# [Work instructions]
Repeat the entries that follow from start to finish, keeping every character.

# [Given information]
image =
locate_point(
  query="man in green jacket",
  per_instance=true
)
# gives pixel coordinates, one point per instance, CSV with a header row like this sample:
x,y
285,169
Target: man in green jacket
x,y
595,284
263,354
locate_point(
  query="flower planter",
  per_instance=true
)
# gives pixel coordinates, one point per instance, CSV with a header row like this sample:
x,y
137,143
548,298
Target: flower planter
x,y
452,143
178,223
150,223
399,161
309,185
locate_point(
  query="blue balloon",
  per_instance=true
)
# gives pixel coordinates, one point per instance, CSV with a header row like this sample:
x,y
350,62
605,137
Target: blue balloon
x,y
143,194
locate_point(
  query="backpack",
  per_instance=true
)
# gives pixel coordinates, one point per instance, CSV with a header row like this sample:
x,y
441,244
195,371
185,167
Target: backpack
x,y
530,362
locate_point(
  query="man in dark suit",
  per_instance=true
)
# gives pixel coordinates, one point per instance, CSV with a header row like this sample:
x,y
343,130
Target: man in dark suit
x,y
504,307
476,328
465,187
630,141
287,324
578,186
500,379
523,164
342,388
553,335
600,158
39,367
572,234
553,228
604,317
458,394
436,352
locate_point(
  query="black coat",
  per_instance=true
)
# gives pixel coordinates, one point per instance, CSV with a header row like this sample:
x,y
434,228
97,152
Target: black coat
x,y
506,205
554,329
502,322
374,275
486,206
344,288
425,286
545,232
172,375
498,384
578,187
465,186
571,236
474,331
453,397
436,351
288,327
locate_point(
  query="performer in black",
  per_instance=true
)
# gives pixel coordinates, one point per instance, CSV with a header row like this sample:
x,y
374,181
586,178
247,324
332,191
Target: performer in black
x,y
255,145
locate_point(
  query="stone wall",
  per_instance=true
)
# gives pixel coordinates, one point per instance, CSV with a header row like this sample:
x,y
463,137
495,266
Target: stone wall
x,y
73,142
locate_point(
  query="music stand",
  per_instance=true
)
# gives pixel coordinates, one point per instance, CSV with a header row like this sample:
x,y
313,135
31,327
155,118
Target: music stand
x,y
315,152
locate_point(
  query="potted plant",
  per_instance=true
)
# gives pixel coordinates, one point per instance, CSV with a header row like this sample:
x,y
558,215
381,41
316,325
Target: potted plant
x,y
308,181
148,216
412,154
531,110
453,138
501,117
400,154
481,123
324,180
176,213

# [Output for this task]
image =
locate_point(
  query="man in green jacket",
  per_instance=true
)
# gives pixel coordinates, one point per instance, CSV with a header row like this sample:
x,y
285,169
Target: man in green jacket
x,y
595,284
263,354
locate_point(
  query="flower planter",
  per_instance=true
)
# gives pixel coordinates, one point per instance, CSV with a header row like this sample:
x,y
137,143
548,298
Target: flower planter
x,y
452,143
178,223
150,223
399,161
309,185
locate_point(
  query="blue balloon",
  per_instance=true
)
# gives pixel coordinates, one point per instance, CSV with a header row like this sample:
x,y
350,62
605,137
Target: blue balloon
x,y
143,194
locate_point(
  query="backpack",
  per_instance=true
)
# gives pixel coordinates, one point per instance, CSV with a header row like this sample:
x,y
441,244
195,371
185,167
Target: backpack
x,y
530,362
locate_point(
  query="man in dark suit",
  per_instance=true
)
# gives pixel coordinates, one point per instance, CSV with a header row like this sample:
x,y
343,130
Target: man in dark suit
x,y
504,307
476,328
465,187
630,141
287,324
578,186
500,379
523,164
342,388
553,335
600,158
39,367
572,234
553,228
604,317
458,394
436,352
locate_point(
  query="black coat",
  per_instance=true
)
# gives pixel coordinates, one point per instance, CSV with a header row like this sample:
x,y
434,228
97,152
Target: black coat
x,y
506,205
554,329
502,322
374,275
486,206
344,288
425,286
545,232
172,375
498,384
578,187
465,186
571,236
474,331
453,397
436,351
288,327
locate_point(
  query="performer in black",
  per_instance=true
)
# gives pixel coordinates, one point per instance, CSV with a header row like this sample:
x,y
374,181
586,178
247,324
332,191
Target: performer in black
x,y
255,145
locate_point(
  query="stone wall",
  per_instance=true
)
# gives pixel coordinates, one point per instance, CSV with a header row like this sample:
x,y
463,137
495,266
Target: stone wall
x,y
73,142
locate_point(
  query="music stand",
  per_instance=true
)
# gives pixel coordinates, one point per instance, CSV with a header row like this sample:
x,y
313,135
31,327
155,118
Target: music stand
x,y
315,152
locate_point(
  query="potted plant",
  per_instance=true
)
# gives pixel coordinates, one point per instance, CSV with a header row like this sample:
x,y
558,215
381,41
316,325
Target: potted plant
x,y
308,181
148,216
412,154
531,110
453,138
501,117
400,154
481,123
324,180
176,213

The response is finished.